[Opening DATA FOR PROCESSING section]

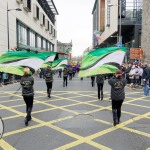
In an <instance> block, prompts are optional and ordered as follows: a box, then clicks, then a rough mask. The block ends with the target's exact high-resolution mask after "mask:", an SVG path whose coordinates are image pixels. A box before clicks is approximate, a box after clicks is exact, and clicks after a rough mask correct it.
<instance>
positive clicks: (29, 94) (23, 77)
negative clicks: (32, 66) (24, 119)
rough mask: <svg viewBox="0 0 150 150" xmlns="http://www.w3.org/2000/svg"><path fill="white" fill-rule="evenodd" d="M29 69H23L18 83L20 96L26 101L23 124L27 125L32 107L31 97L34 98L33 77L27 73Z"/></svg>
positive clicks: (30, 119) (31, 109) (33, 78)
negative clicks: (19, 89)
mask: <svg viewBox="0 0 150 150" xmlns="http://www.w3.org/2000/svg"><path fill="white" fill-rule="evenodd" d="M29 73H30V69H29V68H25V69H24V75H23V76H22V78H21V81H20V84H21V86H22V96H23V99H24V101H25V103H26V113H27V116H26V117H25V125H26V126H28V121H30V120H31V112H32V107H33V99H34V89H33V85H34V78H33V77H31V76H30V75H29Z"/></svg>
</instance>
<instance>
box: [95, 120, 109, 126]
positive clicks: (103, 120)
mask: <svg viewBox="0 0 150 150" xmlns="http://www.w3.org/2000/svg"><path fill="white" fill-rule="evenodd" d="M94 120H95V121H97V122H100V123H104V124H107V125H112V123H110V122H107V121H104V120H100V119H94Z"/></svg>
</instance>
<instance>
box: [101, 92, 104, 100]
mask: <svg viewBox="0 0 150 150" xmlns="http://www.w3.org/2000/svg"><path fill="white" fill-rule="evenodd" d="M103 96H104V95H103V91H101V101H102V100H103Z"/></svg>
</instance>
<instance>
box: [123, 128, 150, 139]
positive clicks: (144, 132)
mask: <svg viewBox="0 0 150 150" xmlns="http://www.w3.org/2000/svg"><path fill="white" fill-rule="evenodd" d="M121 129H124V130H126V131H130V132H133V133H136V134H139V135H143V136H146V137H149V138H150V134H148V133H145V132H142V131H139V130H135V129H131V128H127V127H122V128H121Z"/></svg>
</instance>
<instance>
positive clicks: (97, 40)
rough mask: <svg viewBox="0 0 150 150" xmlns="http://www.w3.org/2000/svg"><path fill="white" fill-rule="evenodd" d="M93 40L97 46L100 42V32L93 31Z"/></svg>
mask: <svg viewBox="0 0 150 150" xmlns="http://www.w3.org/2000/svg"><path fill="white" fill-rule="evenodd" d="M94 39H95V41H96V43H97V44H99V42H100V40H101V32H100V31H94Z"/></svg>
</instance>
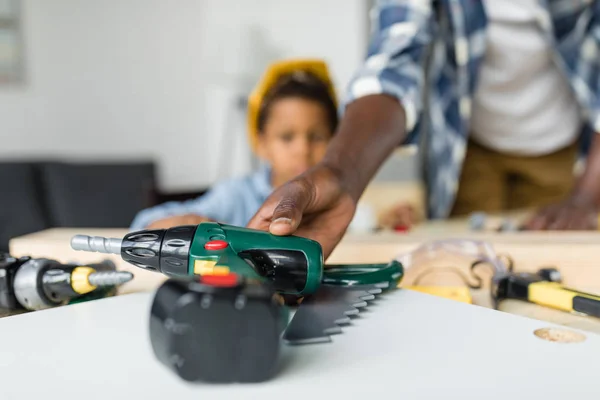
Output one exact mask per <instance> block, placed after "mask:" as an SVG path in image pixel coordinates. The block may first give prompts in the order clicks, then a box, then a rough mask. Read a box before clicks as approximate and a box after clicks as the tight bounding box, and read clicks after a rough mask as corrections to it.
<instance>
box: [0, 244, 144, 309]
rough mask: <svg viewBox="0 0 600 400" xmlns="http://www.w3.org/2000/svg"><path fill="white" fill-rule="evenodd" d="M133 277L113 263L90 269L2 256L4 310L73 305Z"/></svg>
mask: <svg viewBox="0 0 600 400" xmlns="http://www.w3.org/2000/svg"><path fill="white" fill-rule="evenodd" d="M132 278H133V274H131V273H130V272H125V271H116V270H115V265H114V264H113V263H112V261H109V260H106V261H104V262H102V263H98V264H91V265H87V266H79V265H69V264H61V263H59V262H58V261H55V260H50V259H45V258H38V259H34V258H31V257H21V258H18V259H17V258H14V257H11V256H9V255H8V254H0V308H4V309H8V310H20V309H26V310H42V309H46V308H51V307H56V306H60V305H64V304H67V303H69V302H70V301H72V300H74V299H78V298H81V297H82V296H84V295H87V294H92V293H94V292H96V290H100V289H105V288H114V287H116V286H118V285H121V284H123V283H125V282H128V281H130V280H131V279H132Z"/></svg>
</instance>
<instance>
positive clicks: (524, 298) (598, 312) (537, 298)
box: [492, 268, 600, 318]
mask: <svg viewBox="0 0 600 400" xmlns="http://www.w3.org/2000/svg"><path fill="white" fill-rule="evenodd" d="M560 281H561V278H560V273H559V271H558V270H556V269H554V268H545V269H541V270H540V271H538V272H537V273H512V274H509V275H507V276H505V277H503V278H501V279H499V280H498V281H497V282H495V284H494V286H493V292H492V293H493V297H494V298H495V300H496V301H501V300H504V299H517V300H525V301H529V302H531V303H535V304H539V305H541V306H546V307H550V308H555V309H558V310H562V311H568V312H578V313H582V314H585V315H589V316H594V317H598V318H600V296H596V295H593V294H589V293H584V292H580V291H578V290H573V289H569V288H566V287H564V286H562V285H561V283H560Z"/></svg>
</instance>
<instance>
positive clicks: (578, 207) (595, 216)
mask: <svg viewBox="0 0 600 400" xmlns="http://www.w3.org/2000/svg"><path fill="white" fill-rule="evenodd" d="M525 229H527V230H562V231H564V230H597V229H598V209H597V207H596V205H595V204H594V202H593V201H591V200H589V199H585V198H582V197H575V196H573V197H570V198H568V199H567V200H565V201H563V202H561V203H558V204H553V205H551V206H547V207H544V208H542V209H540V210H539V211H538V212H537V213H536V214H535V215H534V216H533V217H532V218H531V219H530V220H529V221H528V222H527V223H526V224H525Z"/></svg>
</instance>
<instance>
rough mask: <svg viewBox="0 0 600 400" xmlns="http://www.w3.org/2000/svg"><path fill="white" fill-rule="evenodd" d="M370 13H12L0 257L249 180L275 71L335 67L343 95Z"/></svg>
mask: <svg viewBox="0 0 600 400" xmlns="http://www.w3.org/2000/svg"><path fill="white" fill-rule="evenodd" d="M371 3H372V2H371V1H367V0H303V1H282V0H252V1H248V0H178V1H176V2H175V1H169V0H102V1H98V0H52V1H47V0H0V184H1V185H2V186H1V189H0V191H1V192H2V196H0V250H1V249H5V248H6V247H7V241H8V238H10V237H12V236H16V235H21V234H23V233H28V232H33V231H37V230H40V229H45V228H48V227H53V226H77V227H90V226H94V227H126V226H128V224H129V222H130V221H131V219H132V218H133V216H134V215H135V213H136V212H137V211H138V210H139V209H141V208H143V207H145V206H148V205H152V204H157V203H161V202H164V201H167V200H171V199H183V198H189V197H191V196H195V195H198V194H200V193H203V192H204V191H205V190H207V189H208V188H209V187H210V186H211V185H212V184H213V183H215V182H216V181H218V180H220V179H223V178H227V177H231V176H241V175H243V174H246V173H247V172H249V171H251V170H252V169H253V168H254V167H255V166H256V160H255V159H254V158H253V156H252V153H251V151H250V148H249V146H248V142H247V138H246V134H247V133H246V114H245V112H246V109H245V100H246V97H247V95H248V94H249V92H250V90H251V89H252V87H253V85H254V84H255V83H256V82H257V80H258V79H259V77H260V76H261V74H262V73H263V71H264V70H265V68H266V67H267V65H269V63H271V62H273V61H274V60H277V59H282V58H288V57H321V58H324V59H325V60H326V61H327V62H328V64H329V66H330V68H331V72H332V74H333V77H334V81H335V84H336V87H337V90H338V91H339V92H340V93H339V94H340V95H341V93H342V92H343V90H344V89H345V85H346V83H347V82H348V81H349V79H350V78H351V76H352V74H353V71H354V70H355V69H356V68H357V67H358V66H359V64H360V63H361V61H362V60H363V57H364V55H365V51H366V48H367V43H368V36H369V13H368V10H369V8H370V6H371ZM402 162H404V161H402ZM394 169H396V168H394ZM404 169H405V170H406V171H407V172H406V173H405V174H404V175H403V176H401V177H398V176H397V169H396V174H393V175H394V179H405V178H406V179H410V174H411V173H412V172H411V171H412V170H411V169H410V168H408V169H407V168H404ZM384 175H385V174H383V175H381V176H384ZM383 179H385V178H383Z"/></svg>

[Closing DATA FOR PROCESSING section]

**TASK DIRECTIONS:**
Set down again, exactly, every line above from the one with "box: [101, 92, 104, 100]" down to the one with "box: [0, 244, 144, 309]", both ends included. No pictures, and nothing else.

**OUTPUT OF THE EXERCISE:**
box: [101, 92, 104, 100]
mask: <svg viewBox="0 0 150 150" xmlns="http://www.w3.org/2000/svg"><path fill="white" fill-rule="evenodd" d="M103 96H104V95H103V91H101V101H102V100H103Z"/></svg>
</instance>
<instance>
box: [123, 128, 150, 139]
positive clicks: (144, 132)
mask: <svg viewBox="0 0 150 150" xmlns="http://www.w3.org/2000/svg"><path fill="white" fill-rule="evenodd" d="M121 129H124V130H126V131H130V132H133V133H136V134H139V135H143V136H146V137H149V138H150V134H148V133H145V132H142V131H139V130H135V129H131V128H127V127H122V128H121Z"/></svg>
</instance>
<instance>
positive clicks: (97, 40)
rough mask: <svg viewBox="0 0 150 150" xmlns="http://www.w3.org/2000/svg"><path fill="white" fill-rule="evenodd" d="M93 40L97 46L100 42V32L93 31Z"/></svg>
mask: <svg viewBox="0 0 150 150" xmlns="http://www.w3.org/2000/svg"><path fill="white" fill-rule="evenodd" d="M94 39H95V41H96V43H97V44H99V42H100V40H101V32H100V31H94Z"/></svg>
</instance>
Output one exact mask per <instance> block, placed after "mask:" as an SVG path in image pixel coordinates. The block may first give prompts in the order clicks, then a box, then a rough mask. Read a box before clicks as approximate and a box after clicks as the tight bounding box, and read clicks after a rough mask as corrections to it.
<instance>
box: [0, 244, 144, 309]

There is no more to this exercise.